Required action => The records below are to be duplicated exactly as they appear.

Source data =>
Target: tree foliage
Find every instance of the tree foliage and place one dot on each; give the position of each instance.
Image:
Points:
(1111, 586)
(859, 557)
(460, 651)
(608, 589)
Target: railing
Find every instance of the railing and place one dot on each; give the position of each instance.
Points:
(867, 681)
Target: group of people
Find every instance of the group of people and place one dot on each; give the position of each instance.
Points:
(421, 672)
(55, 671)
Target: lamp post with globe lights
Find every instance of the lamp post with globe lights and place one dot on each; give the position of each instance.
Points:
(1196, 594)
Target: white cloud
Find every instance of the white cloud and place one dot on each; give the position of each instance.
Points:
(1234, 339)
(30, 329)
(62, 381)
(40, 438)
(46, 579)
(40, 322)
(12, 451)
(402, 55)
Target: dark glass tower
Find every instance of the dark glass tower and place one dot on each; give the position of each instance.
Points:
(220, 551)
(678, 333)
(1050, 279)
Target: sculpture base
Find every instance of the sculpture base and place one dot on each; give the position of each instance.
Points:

Answer area =>
Target: tree foliage
Find every instance of the tree foliage and place one dot on each; give the position of each instance.
Image:
Points:
(1111, 586)
(859, 557)
(460, 651)
(608, 589)
Target: railing
Find every instance of the railing and place one dot on each; give the position of each instance.
Points:
(867, 681)
Target: group of people
Find every instance of the group of people and place one dot on each; give the position of each instance.
Points:
(421, 672)
(55, 671)
Target: lamp post with globe lights
Find every instance of the lamp post with globe lights and place one dot on each; give the position of each instance.
Points:
(1196, 594)
Target: white cloud
Find every instance of the white cloud and place one dot on each; give the position of each instance.
Points:
(1234, 339)
(30, 329)
(62, 381)
(40, 438)
(46, 579)
(40, 322)
(12, 451)
(402, 55)
Target: dark glass tower
Find every instance of the dark glass tower and place one dot on each; give the position of each instance.
Points:
(220, 551)
(678, 333)
(1050, 279)
Target: sculpture base
Find every instance of the sculpture base and place one dot on each; give the position of each instance.
Points:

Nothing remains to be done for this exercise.